## Your goal
Which of the lines below contain the word "stuffed"? Pick those out and copy each one in full.

## Source records

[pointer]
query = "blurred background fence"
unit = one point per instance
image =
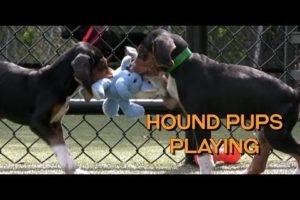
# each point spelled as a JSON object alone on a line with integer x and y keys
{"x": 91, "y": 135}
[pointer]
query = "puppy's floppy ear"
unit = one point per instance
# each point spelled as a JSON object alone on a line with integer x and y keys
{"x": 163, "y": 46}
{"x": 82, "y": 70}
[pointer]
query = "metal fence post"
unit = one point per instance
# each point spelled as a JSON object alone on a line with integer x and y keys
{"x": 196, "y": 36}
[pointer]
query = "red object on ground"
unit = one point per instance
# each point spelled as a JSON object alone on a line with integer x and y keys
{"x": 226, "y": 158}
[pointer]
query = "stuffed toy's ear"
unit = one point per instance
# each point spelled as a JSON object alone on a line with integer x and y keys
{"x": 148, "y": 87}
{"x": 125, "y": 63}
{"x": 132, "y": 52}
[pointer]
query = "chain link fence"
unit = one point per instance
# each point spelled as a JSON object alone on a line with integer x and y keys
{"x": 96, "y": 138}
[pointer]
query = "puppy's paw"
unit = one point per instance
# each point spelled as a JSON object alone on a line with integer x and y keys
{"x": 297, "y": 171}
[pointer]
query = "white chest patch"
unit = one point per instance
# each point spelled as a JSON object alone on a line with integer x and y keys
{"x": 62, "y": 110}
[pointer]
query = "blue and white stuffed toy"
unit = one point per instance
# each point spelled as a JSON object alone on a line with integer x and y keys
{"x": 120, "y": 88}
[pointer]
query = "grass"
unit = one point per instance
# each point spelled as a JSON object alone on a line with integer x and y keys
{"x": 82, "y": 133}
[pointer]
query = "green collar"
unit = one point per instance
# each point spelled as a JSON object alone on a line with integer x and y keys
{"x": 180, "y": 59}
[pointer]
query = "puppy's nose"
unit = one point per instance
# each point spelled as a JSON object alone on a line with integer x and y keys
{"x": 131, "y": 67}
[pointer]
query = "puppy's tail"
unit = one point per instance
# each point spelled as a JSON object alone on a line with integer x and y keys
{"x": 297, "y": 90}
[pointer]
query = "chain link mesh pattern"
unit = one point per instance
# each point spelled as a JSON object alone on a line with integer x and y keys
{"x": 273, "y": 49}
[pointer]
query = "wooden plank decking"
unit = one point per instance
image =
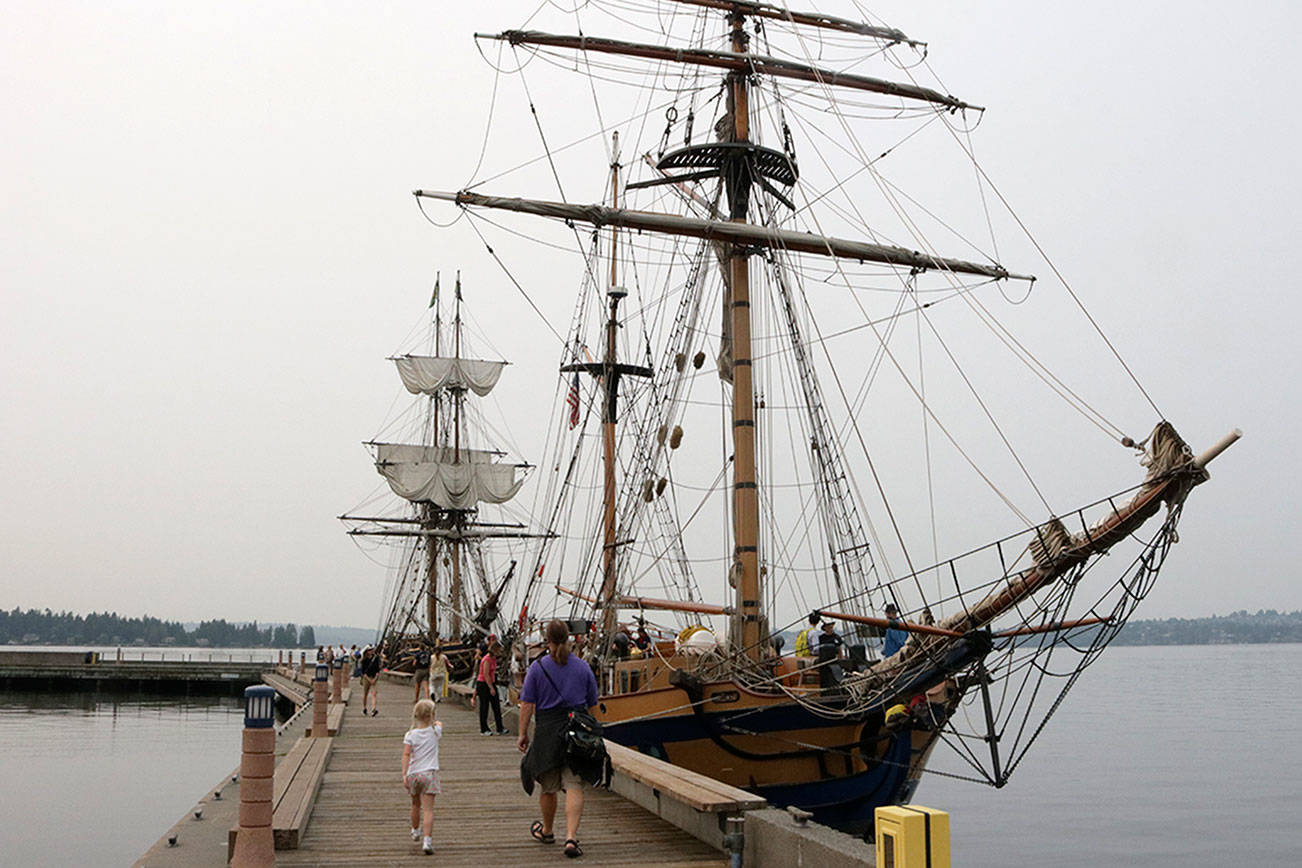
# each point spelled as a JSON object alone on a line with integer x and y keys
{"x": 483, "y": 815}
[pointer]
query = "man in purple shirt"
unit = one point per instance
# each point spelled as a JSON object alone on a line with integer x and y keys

## Correct result
query = "stuffed toy's ear"
query = "blue and white stuffed toy"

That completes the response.